◆ **WORK TASK**:
Return the listing word for word, as given.

◆ **EXTRACTED INFORMATION**:
*** Block opens ***

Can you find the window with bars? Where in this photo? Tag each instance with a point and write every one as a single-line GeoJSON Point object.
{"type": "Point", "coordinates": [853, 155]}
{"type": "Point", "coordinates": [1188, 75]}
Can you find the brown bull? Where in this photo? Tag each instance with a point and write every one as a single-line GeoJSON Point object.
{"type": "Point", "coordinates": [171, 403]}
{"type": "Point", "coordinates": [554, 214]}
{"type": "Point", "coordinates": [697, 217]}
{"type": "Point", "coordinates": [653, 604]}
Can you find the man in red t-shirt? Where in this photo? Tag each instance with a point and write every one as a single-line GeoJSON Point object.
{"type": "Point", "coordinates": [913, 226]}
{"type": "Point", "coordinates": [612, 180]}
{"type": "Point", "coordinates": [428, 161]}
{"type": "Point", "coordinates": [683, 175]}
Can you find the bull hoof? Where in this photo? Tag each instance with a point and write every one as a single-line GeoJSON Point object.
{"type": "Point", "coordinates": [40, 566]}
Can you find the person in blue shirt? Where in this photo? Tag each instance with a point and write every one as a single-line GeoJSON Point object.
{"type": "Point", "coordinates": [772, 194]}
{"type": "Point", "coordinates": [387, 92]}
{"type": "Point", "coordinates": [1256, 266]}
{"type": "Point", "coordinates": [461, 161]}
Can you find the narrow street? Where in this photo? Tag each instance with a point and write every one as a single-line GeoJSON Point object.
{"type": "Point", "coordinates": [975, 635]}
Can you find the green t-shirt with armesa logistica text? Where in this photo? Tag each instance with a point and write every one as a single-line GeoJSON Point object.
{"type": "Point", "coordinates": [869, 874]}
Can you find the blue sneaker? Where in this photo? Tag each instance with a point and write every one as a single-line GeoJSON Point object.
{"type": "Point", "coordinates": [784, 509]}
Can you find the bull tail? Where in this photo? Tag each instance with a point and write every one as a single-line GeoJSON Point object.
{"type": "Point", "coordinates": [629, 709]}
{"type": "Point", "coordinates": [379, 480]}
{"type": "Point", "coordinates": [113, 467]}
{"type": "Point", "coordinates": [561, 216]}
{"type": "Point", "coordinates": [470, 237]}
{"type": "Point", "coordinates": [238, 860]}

*** Block closes ***

◆ **COMPLETED EXERCISE**:
Can you find the window with bars? Where in this photo? Tag each instance with a point and write every one as a single-line GeoJSON Point object.
{"type": "Point", "coordinates": [853, 155]}
{"type": "Point", "coordinates": [1188, 75]}
Can you find the brown bull? Where in this photo? Tag each instance with a point and write every one as a single-line GeoJSON Point object.
{"type": "Point", "coordinates": [171, 403]}
{"type": "Point", "coordinates": [554, 214]}
{"type": "Point", "coordinates": [697, 217]}
{"type": "Point", "coordinates": [653, 604]}
Can you find the man in red t-shirt? Where in this photo? Tag each instance with a point and write every one as a single-line GeoJSON Point object.
{"type": "Point", "coordinates": [913, 226]}
{"type": "Point", "coordinates": [612, 180]}
{"type": "Point", "coordinates": [428, 161]}
{"type": "Point", "coordinates": [683, 175]}
Can you find the bull hoof? Where in this photo? Tag each instance with a point and write every one as a single-line GeoJSON Point object.
{"type": "Point", "coordinates": [40, 566]}
Can you find the person in blue shirt? Where in this photo? Tag each instance with a point and write every one as a single-line GeoJSON Point object.
{"type": "Point", "coordinates": [772, 194]}
{"type": "Point", "coordinates": [387, 92]}
{"type": "Point", "coordinates": [1256, 266]}
{"type": "Point", "coordinates": [461, 161]}
Can you find the narrow street? Where in this photo? Tag each instance with a point and write every one as a single-line GeoJSON Point object.
{"type": "Point", "coordinates": [975, 635]}
Can you find the green t-shirt with armesa logistica text? Where in this photo? Tag each instance with a point and write every one as a single-line GeoJSON Point object.
{"type": "Point", "coordinates": [869, 874]}
Can you find the blue sneaker? Where in this photo? Tag each instance with a point and write every one as a single-line GeoJSON Point object.
{"type": "Point", "coordinates": [784, 509]}
Can you find the bull tail? Where in this photo? Tag each instance with a point and write every one as a single-line GeoJSON Point object.
{"type": "Point", "coordinates": [629, 709]}
{"type": "Point", "coordinates": [379, 480]}
{"type": "Point", "coordinates": [113, 467]}
{"type": "Point", "coordinates": [561, 216]}
{"type": "Point", "coordinates": [470, 237]}
{"type": "Point", "coordinates": [238, 860]}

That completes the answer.